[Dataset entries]
● ● ●

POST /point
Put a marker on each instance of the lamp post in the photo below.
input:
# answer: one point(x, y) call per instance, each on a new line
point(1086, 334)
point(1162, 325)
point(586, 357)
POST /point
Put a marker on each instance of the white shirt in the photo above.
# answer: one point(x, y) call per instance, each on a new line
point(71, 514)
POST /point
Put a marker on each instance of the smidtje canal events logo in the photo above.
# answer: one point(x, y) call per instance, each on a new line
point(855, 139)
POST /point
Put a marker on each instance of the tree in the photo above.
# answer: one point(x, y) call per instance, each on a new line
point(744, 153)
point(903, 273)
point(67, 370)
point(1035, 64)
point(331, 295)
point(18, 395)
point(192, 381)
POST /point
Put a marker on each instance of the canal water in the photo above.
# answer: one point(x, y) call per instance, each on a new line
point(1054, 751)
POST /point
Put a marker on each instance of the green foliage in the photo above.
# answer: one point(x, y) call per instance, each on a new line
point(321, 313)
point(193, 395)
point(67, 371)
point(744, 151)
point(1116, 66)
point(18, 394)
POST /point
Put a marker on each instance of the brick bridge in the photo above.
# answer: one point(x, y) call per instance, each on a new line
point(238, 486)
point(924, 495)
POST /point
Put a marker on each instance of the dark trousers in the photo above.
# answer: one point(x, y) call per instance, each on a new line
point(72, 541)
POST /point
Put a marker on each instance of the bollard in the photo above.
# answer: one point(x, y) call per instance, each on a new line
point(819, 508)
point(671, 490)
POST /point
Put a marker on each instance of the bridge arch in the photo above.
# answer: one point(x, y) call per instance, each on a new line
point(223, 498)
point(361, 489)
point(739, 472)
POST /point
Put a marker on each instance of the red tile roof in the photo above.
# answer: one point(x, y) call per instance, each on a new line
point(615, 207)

● ● ●

Instructions to follow:
Looking at the entries above, can you reproduce exactly the lines from the one that holds "Put a marker on each instance of the green" through the one that holds "Put a marker on each instance of the dark", and only those?

Output for this exercise:
Put a marker on each instance of the green foliage in the photo above.
# answer: one point(x, y) call per instance, each on a new line
point(321, 313)
point(193, 395)
point(67, 371)
point(744, 151)
point(1116, 66)
point(18, 394)
POST /point
Put a marker on each instance of the brick bridge in the photo above.
# answer: one point(x, y) call per instance, each on a new line
point(238, 486)
point(924, 495)
POST /point
Put a marker on each instance of the dark trousers in the photo above.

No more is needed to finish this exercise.